- **Record set**:

********************

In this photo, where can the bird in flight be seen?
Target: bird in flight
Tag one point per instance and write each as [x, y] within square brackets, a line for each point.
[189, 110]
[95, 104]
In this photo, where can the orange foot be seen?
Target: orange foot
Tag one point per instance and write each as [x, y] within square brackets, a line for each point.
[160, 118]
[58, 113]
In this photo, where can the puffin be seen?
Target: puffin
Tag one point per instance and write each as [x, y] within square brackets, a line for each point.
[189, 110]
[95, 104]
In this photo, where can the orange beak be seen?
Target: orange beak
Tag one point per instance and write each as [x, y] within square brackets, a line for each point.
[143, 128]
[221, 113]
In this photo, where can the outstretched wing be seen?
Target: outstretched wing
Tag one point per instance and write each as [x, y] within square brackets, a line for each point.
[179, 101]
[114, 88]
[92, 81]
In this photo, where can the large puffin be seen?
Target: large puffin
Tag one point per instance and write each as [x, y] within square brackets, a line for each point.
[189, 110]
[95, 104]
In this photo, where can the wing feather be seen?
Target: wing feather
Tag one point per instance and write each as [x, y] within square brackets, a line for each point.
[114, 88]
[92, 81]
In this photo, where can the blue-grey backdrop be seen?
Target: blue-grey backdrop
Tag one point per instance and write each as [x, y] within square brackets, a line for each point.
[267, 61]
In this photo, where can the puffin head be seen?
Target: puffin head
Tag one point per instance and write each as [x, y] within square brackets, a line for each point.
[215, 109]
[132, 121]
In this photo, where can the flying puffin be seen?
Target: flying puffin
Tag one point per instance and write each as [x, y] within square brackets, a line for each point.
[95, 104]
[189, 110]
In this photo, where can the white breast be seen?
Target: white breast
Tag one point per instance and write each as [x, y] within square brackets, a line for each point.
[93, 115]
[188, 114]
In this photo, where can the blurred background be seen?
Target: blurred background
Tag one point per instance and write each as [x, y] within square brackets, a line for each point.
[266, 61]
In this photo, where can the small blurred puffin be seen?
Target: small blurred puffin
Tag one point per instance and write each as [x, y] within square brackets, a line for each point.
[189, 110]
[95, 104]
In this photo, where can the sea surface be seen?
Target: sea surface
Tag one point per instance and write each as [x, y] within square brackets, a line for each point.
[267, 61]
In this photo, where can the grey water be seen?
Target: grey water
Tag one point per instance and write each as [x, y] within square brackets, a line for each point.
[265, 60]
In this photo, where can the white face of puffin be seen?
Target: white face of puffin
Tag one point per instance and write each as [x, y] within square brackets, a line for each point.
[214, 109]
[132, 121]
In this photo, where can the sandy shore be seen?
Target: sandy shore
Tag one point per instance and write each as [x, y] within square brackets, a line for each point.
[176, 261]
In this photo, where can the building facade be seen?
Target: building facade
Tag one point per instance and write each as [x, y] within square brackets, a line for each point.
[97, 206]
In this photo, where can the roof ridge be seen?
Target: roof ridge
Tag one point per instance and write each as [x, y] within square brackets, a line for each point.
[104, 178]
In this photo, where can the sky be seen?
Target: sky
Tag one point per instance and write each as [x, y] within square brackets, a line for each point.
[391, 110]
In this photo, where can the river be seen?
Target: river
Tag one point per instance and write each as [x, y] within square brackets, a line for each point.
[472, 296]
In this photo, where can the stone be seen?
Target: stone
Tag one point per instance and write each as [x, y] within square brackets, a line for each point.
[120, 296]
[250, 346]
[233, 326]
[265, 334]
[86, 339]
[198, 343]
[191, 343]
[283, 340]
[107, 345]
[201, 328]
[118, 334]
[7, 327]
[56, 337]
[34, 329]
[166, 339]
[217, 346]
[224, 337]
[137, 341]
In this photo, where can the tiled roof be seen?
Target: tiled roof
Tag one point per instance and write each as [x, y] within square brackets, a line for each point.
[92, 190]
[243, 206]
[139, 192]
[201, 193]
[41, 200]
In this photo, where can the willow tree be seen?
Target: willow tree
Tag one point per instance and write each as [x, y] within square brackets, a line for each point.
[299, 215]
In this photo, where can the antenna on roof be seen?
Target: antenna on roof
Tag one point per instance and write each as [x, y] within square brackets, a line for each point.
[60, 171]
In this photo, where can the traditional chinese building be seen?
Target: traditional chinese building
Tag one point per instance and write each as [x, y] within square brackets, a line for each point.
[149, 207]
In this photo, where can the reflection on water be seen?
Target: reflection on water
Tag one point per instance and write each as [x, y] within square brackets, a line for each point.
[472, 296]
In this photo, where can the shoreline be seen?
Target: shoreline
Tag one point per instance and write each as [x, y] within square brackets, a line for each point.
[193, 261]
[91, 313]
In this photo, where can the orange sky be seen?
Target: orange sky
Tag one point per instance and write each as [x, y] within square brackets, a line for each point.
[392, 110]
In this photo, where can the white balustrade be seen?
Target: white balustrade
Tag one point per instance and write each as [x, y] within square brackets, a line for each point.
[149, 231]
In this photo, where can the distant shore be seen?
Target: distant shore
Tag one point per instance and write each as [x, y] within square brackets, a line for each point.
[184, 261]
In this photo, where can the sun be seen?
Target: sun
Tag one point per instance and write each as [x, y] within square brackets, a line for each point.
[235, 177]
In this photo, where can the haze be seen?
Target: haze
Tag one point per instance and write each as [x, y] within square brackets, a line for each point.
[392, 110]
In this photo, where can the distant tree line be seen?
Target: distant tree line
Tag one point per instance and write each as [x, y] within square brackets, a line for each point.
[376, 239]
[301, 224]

********************

- **What to produce**:
Copy out every one of the records above, putting "inside square brackets" wherever "within square brackets" appears and leaving everything else unchanged.

- **Complete answer**:
In this photo, where can the bird in flight be seen?
Target: bird in flight
Tag one point per instance and write each as [x, y] inside square brackets, a line for each point.
[189, 110]
[95, 104]
In this photo, where can the orange foot be seen?
Target: orange foot
Tag one point per instance and write each as [x, y] inside square brackets, a line for each point.
[160, 118]
[58, 113]
In this photo, where can the puffin be seen?
Target: puffin
Tag one point per instance and write each as [x, y] inside square brackets, a line for each point.
[189, 110]
[95, 104]
In this photo, where can the orange beak be seen?
Target: orange beak
Tag one point per instance and write each as [x, y] inside square brackets, a line for each point.
[143, 128]
[221, 113]
In this photo, where can the outstretched wing be seen?
Target: outstretched wing
Tag one point per instance and write each as [x, y] inside square brackets, a line for each point.
[179, 101]
[114, 88]
[92, 81]
In this photo, where can the large puffin be seen?
Target: large puffin
Tag one point per instance and write each as [x, y] inside square brackets, a line for each point.
[189, 110]
[95, 104]
In this photo, where can the wing feather be seen?
Target: wing feather
Tag one point per instance and write each as [x, y] inside square brackets, a line for each point.
[114, 88]
[92, 81]
In this photo, where can the blue-grey backdrop be seen?
Target: blue-grey backdrop
Tag one point per instance and write each as [x, y] inside square brackets, a line for each point.
[267, 61]
In this photo, where can the puffin head be seen?
Target: puffin head
Tag one point per instance and write each as [x, y] inside square brackets, a line for each point.
[215, 109]
[132, 121]
In this photo, where can the flying puffin be seen?
Target: flying puffin
Tag one point per instance and write each as [x, y] inside square brackets, a line for each point.
[95, 104]
[189, 110]
In this photo, where can the white breast be seen?
Target: white breast
Tag one point per instance and write each as [x, y] inside square brackets, a line for each point.
[93, 115]
[188, 114]
In this photo, where can the blurred background be seen?
Target: blurred background
Tag one point per instance and write each as [x, y] inside square brackets, a line for each point.
[266, 61]
In this photo, where can the small blurred puffin be seen?
Target: small blurred puffin
Tag one point per instance and write each as [x, y] inside square brackets, a line for each point.
[189, 110]
[95, 104]
In this photo, where can the sea surface be seen?
Target: sea surface
Tag one point per instance and write each as [x, y] inside square brackets, a line for each point.
[267, 61]
In this photo, where can the grey water be seen?
Target: grey water
Tag one point per instance and write each as [x, y] inside square brackets, a line for each point.
[265, 60]
In this photo, where can the white face of puffin be seen?
Target: white face of puffin
Tag one point per instance and write each as [x, y] inside square brackets, a line for each point.
[214, 109]
[132, 121]
In this photo, where can the sandy shore be seen?
Target: sandy shore
Tag one point per instance and write each as [x, y] inside square brackets, a line for each point.
[176, 261]
In this photo, where can the building facade be seen?
Target: building facade
Tag one point per instance and write each as [x, y] inside square brackets, a line for each point.
[97, 206]
In this photo, where can the roof ridge be seen?
Target: roof ridge
Tag one point per instance and write each as [x, y] inside square brackets, a line for each point.
[104, 178]
In this photo, where can the sky be seen?
Target: sky
Tag one point per instance and write each as [x, y] inside square brackets, a line for each point.
[391, 110]
In this photo, where can the river be seen?
Target: river
Tag one point per instance and write each as [x, y] inside square brackets, a line for each point.
[472, 296]
In this photo, where can the stone be seen?
Target: stone
Tag one point per instance and write each as [x, y] inside square brackets, a line for each point.
[120, 296]
[250, 346]
[233, 326]
[265, 334]
[86, 339]
[198, 343]
[191, 343]
[283, 340]
[107, 345]
[201, 328]
[118, 334]
[7, 327]
[56, 337]
[34, 329]
[166, 339]
[217, 346]
[224, 337]
[137, 341]
In this photo, where can the tiled roof be seen?
Target: tiled roof
Tag one point per instance and write each as [x, y] inside square brackets, a line for each point.
[92, 190]
[243, 206]
[139, 192]
[201, 193]
[41, 200]
In this photo, where can the willow tree be seen?
Target: willow tree
Tag one point per instance and write each as [x, y] inside square brackets, a line for each point.
[299, 215]
In this photo, where can the antenna on roof be seen?
Target: antenna on roof
Tag one point per instance and write each as [x, y] inside square brackets, a line for each point.
[60, 171]
In this photo, where can the traditional chinese building be seen?
Target: traditional chinese building
Tag one point per instance and write each as [x, y] inside square brackets, a line for each point.
[149, 207]
In this photo, where can the reflection on water be seen?
Target: reflection on water
Tag one point per instance and write each as [x, y] inside square brackets, a line for each point.
[472, 296]
In this photo, where can the shoreline be seen?
Target: shoreline
Tag one point per instance and write each as [x, y] inside square brackets, a line for each point.
[193, 261]
[91, 313]
In this photo, where can the orange sky be seen?
Target: orange sky
Tag one point per instance and write each as [x, y] inside square brackets, a line for each point.
[392, 110]
In this photo, where can the white balustrade be seen?
Target: white balustrade
Tag one point per instance and write each as [x, y] inside square brackets, a line for each point.
[149, 231]
In this photo, where can the distant shore be seen?
Target: distant shore
Tag one point per instance and write each as [x, y] inside square brackets, a line for each point.
[184, 261]
In this photo, where can the sun be seen?
Target: sun
Tag one point per instance and write each as [x, y] inside square brackets, a line for each point.
[235, 177]
In this photo, where can the haze be seen?
Target: haze
Tag one point per instance and write each as [x, y] inside square brackets, a line for each point.
[392, 110]
In this photo, where can the distant tree line be seen?
Target: distant tree line
Tag one point per instance and write each as [x, y] inside square brackets, a line for each point.
[376, 239]
[301, 224]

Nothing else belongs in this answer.